── Data entries ──

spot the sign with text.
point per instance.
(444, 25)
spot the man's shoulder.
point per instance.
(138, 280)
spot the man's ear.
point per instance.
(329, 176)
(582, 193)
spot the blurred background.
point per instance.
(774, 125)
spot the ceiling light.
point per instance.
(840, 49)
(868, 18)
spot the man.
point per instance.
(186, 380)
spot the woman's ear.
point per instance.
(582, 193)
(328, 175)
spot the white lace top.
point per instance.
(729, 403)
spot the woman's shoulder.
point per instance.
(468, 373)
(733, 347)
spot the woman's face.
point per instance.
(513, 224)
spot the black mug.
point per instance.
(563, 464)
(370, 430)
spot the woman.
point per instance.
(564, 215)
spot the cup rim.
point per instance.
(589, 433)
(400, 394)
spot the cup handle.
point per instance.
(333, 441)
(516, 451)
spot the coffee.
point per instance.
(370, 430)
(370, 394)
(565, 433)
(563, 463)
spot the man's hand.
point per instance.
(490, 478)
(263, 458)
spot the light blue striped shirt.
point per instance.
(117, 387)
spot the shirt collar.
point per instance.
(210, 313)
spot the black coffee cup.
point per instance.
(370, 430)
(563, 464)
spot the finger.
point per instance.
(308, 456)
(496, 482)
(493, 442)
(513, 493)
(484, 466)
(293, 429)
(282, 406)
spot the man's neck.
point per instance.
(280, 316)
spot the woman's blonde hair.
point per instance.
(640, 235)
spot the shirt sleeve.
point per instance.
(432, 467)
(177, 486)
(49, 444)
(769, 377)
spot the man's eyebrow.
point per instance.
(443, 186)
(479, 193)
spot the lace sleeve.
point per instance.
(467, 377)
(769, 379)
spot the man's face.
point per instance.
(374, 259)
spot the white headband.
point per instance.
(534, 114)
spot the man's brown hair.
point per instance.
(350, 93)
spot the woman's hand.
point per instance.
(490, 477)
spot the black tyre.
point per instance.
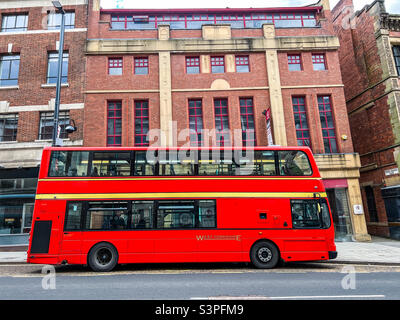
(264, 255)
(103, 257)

───

# [Goal]
Write out every line of the records above as a numbered list, skipping blank lines and leaving out the pictures.

# [Output for this exercise]
1. spot the sign with text.
2. point per instance.
3. (444, 25)
4. spot the man's shoulder.
5. point per instance.
6. (138, 280)
7. spot the man's ear.
8. point per instance.
9. (329, 176)
10. (582, 193)
11. spot the blurred background.
12. point per instance.
13. (774, 125)
14. spot the ceiling light.
15. point per instance.
16. (840, 49)
17. (868, 18)
18. spot the man.
19. point per instance.
20. (186, 380)
21. spot the woman's ear.
22. point per instance.
23. (582, 193)
24. (328, 175)
25. spot the white lace top.
26. point per instance.
27. (729, 403)
28. spot the woman's shoulder.
29. point per instance.
30. (468, 373)
31. (733, 347)
32. spot the woman's face.
33. point per instance.
34. (513, 224)
35. spot the black mug.
36. point per instance.
37. (563, 464)
38. (370, 430)
39. spot the woman.
40. point per instance.
41. (564, 215)
42. spot the cup rim.
43. point per instance.
44. (589, 433)
45. (400, 394)
46. spot the cup handle.
47. point per instance.
48. (333, 441)
49. (516, 451)
50. spot the coffee.
51. point per instance.
52. (370, 430)
53. (370, 394)
54. (565, 433)
55. (563, 463)
56. spot the man's hand.
57. point per instance.
58. (490, 478)
59. (263, 458)
60. spot the light blue striped shirt.
61. point per instance.
62. (117, 387)
63. spot the shirt collar.
64. point per instance.
65. (210, 313)
66. spot the black coffee cup.
67. point per instance.
68. (370, 430)
69. (563, 464)
70. spot the finger.
71. point per instance.
72. (308, 456)
73. (496, 482)
74. (493, 442)
75. (513, 493)
76. (484, 466)
77. (293, 429)
78. (282, 406)
79. spot the man's neck.
80. point per instance.
81. (280, 316)
82. spot the woman's blonde hair.
83. point per instance.
84. (640, 235)
85. spot the shirt sleeve.
86. point per instance.
87. (432, 467)
88. (177, 486)
89. (49, 444)
90. (769, 377)
91. spot the man's eyebrow.
92. point per instance.
93. (443, 186)
94. (479, 193)
95. spot the lace sleeve.
96. point per instance.
97. (467, 377)
98. (769, 379)
99. spot the man's face.
100. point per instance.
101. (374, 259)
102. spot the white headband.
103. point per instance.
104. (534, 114)
105. spot the man's brown hair.
106. point per instance.
107. (350, 93)
108. spot the woman's hand.
109. point per instance.
110. (490, 477)
111. spot the black tyre.
112. point per instance.
113. (264, 255)
114. (103, 257)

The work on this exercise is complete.